─── Provided entries

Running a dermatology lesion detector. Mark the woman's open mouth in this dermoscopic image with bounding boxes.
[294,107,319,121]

──────
─── Provided entries

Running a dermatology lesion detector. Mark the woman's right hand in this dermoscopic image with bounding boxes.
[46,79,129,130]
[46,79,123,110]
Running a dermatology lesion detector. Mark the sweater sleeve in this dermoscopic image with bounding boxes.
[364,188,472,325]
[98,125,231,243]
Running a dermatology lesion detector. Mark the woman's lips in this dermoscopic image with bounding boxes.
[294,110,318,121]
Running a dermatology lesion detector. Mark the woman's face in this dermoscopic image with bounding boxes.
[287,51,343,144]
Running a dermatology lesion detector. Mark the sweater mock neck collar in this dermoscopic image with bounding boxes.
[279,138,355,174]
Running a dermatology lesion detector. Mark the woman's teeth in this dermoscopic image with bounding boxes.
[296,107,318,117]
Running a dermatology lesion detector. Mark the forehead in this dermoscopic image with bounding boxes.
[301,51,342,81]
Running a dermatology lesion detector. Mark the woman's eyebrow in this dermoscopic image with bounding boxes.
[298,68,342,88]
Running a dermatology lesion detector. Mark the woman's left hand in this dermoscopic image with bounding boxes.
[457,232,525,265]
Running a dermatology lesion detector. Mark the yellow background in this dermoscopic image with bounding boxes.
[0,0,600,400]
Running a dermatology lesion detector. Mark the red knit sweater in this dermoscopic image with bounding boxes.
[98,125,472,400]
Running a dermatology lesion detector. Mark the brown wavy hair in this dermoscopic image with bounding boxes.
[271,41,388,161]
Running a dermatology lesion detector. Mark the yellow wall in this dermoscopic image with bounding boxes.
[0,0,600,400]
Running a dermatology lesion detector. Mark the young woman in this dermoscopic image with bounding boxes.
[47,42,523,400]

──────

Description of the task ▸ Rewrite the stretch of the listing from the line containing "Running a dermatology lesion detector. Mark the woman's open" through the line containing "[294,107,319,121]", with "open mouth" replaced by "closed mouth" and everything else unchanged.

Exercise answer ▸
Running a dermatology lesion detector. Mark the woman's closed mouth in this dermoscopic image with bounding boxes.
[294,107,319,121]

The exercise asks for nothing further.